* TEXT BLOCK
The other day I wrote about the good that can come from the Internet; today I want to talk about some of the darker side. There is this line that we all have to walk when we post things online. Some people don’t even get near the line and some don’t realize the line even exists and willingly cross over it. That line is the point where we are sharing to a point of potentially compromising ourselves or maybe others.
The place that we have really started thinking about this is with a child on the way. How much do you really share about and of your kids? I try and be careful of what I post online and tend to share with friends only to be careful; there is still that extra consideration when thinking about sharing stuff about my child. With the rate and pace at which things can be shared online and the fact that once they are there it does not just go away, there is some consideration to be made to how much we might share online and how we choose to share it.
One option is to just share nothing. This alleviates any concerns about sharing too much because nothing ends up shared. No embarrassment for the child later in life of things shared before they had any control. No worry about photos of your child being shared or used against your permission because someone just happened to stumble across them. No thought of people being able to stalk and find your child for nefarious purposes. At the same time by sharing nothing you are also cutting yourself off from friends and family as well.
This is one of the most viewed videos on YouTube. Those kids are going to have to live with that for the rest of their lives. Is that fair to them?

* SUPPLIED ENTRIES
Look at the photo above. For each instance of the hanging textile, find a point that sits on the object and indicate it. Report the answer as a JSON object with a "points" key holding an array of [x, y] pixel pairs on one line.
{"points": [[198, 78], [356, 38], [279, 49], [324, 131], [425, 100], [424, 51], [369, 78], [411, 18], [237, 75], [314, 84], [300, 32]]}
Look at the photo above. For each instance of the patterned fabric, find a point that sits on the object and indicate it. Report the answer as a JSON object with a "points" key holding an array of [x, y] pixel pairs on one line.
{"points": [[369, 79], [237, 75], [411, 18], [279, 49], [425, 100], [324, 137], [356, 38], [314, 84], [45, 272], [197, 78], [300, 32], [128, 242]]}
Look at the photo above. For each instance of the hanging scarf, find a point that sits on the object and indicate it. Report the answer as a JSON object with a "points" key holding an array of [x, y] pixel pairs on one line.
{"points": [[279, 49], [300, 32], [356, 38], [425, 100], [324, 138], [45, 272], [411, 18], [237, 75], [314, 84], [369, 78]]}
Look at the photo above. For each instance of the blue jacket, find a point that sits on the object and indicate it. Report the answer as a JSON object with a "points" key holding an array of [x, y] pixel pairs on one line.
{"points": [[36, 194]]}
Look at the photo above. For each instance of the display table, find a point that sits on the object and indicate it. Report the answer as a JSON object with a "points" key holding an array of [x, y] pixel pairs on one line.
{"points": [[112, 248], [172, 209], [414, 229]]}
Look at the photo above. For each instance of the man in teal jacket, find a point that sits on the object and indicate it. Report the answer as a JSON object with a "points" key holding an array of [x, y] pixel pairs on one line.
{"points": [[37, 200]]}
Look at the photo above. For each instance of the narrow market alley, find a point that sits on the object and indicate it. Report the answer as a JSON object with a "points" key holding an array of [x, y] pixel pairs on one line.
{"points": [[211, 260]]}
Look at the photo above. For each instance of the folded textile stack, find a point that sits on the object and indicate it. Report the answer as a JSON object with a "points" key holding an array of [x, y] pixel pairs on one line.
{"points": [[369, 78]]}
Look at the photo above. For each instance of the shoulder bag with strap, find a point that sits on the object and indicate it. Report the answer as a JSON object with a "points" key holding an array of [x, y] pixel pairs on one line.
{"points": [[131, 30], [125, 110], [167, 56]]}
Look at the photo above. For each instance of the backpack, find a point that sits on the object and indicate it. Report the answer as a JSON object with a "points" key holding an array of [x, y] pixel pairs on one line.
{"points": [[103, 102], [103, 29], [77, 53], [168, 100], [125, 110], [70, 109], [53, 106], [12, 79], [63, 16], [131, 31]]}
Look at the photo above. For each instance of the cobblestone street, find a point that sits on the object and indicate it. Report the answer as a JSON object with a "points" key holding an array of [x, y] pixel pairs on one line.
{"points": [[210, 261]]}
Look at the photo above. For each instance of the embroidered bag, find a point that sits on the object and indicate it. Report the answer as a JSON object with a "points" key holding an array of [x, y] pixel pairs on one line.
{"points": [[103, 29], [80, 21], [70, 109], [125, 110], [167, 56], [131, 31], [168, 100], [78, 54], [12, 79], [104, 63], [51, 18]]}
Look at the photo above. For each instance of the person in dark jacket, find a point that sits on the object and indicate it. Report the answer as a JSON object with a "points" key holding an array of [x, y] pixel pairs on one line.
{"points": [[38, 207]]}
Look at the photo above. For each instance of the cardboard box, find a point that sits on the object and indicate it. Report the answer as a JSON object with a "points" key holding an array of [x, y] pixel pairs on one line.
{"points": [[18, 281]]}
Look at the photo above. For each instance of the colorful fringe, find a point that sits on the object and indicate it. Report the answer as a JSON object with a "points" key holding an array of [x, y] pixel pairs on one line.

* STUDY QUESTIONS
(A) From the text on sharing online, list the worries that the writer says go away when a parent chooses to share nothing.
(B) Answer these questions from the text on sharing online:
(i) What did the writer write about the other day?
(ii) With whom does the writer tend to share posts in order to be careful?
(iii) How does the writer describe the video mentioned in the last paragraph?

* ANSWERS TO THE PROBLEMS
(A)
- Embarrassment for the child later in life over things shared before they had any control.
- Worry about photos of your child being shared or used against your permission because someone happened to stumble across them.
- The thought of people being able to stalk and find your child for nefarious purposes.

(B)
(i) The good that can come from the Internet.
(ii) Friends only.
(iii) As one of the most viewed videos on YouTube.